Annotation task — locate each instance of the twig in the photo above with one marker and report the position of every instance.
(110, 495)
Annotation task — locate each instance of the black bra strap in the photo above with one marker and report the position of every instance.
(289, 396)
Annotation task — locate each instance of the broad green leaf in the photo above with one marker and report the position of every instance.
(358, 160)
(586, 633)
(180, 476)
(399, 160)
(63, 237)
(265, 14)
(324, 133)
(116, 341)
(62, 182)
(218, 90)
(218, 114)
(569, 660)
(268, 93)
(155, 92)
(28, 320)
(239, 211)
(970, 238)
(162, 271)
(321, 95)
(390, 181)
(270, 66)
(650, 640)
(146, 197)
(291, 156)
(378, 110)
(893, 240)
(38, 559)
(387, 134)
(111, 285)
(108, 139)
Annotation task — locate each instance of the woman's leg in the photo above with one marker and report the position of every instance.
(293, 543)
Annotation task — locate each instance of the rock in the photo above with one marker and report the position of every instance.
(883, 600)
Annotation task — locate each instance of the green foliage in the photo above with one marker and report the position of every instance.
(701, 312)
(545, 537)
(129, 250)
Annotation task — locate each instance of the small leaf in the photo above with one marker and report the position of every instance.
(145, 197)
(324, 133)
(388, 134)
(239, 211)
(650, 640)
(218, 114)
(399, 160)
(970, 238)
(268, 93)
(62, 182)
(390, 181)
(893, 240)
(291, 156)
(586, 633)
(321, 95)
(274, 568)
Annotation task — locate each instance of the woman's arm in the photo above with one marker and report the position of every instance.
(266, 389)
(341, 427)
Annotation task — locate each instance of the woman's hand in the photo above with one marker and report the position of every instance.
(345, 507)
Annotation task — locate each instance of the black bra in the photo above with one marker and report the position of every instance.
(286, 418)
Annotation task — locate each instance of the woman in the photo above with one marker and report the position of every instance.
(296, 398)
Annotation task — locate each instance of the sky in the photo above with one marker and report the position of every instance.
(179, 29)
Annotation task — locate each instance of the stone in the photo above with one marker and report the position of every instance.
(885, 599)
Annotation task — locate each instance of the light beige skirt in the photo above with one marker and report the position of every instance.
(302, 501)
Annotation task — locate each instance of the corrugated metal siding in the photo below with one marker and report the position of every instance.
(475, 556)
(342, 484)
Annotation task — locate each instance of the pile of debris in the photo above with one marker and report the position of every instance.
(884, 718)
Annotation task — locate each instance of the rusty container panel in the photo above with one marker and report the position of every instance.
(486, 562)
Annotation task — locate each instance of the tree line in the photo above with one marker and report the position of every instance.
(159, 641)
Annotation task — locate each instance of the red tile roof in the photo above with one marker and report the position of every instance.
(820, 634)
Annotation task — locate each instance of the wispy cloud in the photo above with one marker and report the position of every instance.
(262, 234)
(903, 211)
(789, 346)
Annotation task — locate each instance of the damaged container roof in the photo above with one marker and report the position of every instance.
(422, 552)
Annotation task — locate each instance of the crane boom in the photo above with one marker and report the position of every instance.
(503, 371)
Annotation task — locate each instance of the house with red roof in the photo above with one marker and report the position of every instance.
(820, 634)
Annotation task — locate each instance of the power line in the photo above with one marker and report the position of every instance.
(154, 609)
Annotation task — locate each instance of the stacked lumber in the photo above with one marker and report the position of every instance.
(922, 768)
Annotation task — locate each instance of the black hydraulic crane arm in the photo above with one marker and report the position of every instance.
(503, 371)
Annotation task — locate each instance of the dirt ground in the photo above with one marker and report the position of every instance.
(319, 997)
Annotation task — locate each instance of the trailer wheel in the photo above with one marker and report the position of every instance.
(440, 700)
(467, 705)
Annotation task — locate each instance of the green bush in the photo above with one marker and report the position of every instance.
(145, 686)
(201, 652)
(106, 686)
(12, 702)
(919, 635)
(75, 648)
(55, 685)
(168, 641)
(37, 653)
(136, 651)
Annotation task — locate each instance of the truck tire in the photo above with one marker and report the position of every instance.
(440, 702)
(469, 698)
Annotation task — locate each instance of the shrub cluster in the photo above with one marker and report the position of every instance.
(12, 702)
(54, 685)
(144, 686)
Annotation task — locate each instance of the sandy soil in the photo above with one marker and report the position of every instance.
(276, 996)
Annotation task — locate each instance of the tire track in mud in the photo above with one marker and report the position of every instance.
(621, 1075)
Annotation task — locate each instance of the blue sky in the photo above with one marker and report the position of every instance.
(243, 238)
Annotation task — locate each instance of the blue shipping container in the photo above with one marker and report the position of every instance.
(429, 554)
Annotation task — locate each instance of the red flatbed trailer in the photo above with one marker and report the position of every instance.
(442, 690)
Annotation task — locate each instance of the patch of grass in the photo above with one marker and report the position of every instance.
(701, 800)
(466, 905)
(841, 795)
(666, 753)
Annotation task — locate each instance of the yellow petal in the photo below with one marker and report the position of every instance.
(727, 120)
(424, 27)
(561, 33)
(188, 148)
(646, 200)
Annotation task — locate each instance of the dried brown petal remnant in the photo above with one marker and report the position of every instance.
—————
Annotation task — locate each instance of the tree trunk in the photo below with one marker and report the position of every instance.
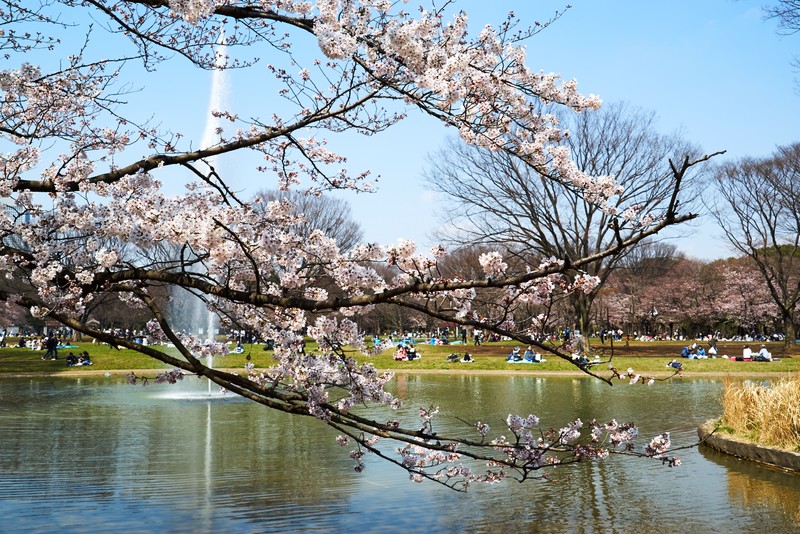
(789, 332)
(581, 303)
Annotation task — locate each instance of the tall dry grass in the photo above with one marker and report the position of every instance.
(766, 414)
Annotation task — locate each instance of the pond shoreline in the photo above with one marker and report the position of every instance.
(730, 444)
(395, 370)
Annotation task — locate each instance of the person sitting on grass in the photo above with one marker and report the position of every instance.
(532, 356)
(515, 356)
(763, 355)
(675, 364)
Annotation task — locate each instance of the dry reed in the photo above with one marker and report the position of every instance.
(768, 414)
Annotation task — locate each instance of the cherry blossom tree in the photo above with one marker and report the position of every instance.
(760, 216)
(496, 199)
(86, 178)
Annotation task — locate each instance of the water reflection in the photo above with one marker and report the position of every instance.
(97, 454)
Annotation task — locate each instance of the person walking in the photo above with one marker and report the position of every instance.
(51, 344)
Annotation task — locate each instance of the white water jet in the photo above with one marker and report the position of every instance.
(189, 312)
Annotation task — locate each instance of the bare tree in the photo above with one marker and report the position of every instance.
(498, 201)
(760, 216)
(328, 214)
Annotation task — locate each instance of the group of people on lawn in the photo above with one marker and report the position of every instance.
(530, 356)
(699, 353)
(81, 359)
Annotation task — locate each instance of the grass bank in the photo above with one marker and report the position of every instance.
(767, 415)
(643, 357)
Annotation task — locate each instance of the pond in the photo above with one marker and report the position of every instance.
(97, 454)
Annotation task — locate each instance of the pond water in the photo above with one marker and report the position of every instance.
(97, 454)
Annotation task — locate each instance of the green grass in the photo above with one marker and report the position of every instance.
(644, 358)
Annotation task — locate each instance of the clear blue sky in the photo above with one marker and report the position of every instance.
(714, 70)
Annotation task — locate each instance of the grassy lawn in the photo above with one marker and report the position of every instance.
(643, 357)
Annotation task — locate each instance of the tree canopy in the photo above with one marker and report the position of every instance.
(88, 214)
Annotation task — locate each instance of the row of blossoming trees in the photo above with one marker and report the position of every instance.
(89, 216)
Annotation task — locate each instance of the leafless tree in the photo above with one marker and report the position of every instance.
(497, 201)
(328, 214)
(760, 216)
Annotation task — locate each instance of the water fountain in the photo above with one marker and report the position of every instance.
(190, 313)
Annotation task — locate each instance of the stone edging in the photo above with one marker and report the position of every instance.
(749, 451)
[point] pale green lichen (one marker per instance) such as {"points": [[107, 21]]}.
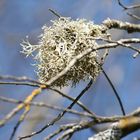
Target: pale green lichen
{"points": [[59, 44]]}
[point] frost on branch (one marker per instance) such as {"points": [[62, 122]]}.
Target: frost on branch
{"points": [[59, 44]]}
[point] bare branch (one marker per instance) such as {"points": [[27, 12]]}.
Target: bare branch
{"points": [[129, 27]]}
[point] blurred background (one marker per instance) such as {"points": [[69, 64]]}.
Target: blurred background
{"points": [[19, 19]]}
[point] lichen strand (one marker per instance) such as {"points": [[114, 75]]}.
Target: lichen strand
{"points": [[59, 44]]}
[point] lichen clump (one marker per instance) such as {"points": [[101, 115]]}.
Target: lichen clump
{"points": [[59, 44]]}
—————
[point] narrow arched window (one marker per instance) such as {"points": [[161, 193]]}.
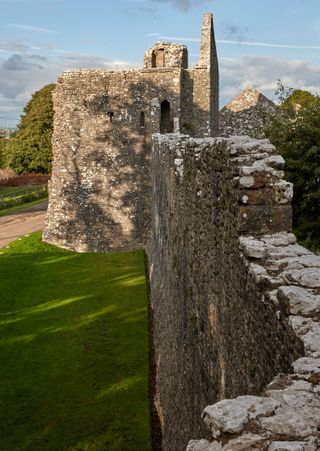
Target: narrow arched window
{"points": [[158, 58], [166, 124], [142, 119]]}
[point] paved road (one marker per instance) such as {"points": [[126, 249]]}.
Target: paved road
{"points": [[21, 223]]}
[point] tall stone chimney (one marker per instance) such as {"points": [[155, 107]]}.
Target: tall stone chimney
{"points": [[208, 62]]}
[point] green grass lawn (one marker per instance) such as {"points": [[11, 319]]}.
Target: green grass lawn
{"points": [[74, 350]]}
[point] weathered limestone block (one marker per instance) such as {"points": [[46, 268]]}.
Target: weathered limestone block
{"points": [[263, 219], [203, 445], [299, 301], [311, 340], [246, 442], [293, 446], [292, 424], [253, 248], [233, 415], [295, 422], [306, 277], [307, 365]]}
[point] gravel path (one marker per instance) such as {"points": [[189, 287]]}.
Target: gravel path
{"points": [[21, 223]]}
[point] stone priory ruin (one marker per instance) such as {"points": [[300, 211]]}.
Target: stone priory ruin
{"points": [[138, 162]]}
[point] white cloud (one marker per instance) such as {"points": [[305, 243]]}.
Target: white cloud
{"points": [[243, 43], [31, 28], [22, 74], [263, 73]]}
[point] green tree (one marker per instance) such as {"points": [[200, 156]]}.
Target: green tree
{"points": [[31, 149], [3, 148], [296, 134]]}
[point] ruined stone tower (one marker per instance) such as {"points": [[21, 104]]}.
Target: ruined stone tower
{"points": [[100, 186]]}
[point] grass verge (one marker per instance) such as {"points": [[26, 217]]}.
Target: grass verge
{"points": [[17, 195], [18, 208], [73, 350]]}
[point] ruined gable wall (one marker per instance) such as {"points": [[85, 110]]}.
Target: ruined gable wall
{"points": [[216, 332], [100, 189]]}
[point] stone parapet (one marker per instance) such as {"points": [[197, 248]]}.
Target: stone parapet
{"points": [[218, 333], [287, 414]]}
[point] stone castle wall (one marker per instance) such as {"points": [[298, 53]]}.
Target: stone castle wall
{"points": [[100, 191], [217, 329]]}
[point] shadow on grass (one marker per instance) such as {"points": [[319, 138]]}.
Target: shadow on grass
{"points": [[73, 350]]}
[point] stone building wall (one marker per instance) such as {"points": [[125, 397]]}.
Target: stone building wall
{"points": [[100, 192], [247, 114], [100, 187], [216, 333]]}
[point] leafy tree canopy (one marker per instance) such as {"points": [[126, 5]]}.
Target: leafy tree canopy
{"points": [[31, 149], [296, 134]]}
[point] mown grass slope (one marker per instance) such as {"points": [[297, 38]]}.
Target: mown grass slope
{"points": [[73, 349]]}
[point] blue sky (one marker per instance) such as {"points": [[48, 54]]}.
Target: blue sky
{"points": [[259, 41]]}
—————
• _ACTION ITEM_
Scan the lines above for "Annotation task — locate each instance of the yellow" and for "Annotation task — locate each instance of the dried". Repeat exactly the line holding each of them and every line in between.

• _ANSWER BOX_
Annotation task — locate each instance of the yellow petal in the photo below with one marker and report the position of every instance.
(727, 120)
(424, 27)
(561, 33)
(188, 148)
(646, 200)
Annotation task — locate each instance of the dried brown petal remnant in the photo above with one marker and report the position of every instance.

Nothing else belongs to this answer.